◆ Exercise details ◆
Skip any pictures. Repeat the data exactly, from its first line through the line that holds "column 99, row 178", both included.

*** Opening Data section ***

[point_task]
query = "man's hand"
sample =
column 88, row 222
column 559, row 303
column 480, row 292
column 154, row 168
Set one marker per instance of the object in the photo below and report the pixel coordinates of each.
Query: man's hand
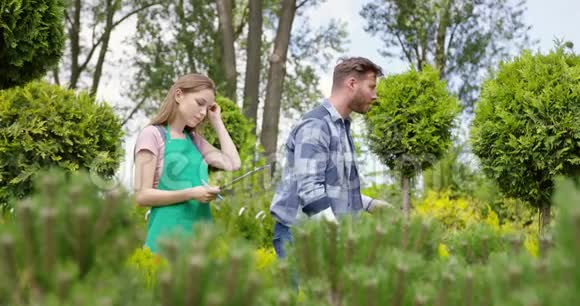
column 326, row 214
column 378, row 205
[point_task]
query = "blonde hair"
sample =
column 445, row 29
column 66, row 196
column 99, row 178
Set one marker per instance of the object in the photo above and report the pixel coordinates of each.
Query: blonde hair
column 188, row 83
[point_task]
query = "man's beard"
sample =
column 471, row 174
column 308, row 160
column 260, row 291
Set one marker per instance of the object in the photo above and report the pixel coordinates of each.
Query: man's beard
column 359, row 104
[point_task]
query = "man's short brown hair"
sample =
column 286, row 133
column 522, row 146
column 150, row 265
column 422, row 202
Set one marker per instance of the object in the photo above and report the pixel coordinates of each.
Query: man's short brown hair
column 357, row 67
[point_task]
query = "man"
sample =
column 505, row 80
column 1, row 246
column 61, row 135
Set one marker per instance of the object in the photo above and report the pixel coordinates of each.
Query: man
column 320, row 177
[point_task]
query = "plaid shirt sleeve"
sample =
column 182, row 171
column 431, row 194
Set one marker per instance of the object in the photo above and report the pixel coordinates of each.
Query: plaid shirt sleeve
column 311, row 155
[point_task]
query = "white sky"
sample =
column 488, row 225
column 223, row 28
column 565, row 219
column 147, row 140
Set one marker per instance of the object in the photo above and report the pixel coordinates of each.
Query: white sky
column 549, row 19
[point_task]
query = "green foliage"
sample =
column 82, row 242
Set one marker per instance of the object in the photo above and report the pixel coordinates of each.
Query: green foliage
column 44, row 126
column 31, row 39
column 189, row 44
column 409, row 125
column 461, row 38
column 246, row 214
column 526, row 130
column 238, row 126
column 60, row 236
column 57, row 251
column 452, row 174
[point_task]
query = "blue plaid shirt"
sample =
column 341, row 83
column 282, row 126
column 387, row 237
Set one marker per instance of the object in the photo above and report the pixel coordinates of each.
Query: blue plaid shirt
column 320, row 170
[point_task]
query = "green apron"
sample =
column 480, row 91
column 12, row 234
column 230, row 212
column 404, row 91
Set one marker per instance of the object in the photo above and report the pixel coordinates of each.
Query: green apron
column 183, row 167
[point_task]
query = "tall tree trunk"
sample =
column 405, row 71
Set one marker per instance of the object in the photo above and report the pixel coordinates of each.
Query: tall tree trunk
column 225, row 12
column 406, row 190
column 276, row 74
column 75, row 48
column 111, row 9
column 440, row 52
column 253, row 63
column 544, row 221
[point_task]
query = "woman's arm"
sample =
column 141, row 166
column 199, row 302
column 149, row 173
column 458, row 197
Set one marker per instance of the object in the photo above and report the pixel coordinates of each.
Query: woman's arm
column 228, row 158
column 146, row 195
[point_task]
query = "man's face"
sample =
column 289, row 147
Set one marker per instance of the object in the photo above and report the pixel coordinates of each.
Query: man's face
column 364, row 94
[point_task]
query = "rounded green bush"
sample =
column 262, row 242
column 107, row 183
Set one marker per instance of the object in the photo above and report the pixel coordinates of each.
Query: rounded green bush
column 526, row 129
column 409, row 125
column 43, row 126
column 31, row 39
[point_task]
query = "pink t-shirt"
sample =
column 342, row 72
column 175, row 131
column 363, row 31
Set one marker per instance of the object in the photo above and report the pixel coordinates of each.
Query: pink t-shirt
column 150, row 139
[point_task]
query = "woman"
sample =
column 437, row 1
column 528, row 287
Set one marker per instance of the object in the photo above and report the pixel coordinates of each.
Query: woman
column 171, row 160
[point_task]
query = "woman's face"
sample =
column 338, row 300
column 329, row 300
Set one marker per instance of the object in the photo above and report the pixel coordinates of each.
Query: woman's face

*** Closing Data section ***

◆ Your solution ◆
[point_task]
query = "man's hand"
sample =
column 88, row 222
column 559, row 303
column 480, row 292
column 154, row 168
Set one marker per instance of the object in the photo below and report the pixel coordinates of each.
Query: man's hand
column 326, row 214
column 378, row 205
[point_task]
query = "blonde hair"
sample =
column 445, row 29
column 66, row 196
column 99, row 178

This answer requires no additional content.